Copy out every one of the entries below, requests included, adding 43 to each coordinate in the answers.

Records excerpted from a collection
____________________

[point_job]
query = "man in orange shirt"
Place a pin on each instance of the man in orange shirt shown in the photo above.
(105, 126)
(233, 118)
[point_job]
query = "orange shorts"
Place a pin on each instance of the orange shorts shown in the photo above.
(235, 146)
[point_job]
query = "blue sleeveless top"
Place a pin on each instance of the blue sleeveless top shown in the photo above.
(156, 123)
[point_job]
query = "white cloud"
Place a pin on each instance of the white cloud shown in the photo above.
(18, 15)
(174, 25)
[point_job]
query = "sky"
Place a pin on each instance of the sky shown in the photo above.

____________________

• [SOLUTION]
[point_job]
query = "man in orange shirt"
Place a pin on each instance of the man in orange shirt shown in the photo above.
(148, 169)
(276, 161)
[point_job]
query = "orange shorts"
Place a pin on each instance of the orange shorts shown in the photo above.
(278, 189)
[point_job]
query = "blue sleeveless top"
Place a pin on each instance of the blue sleeveless top shown in the photo above.
(199, 166)
[point_job]
query = "white cloud"
Place a pin on each instance of the white cloud shown in the photo above.
(61, 58)
(217, 68)
[point_job]
query = "sky"
Place a pin on each instance of the sky shown in the photo above.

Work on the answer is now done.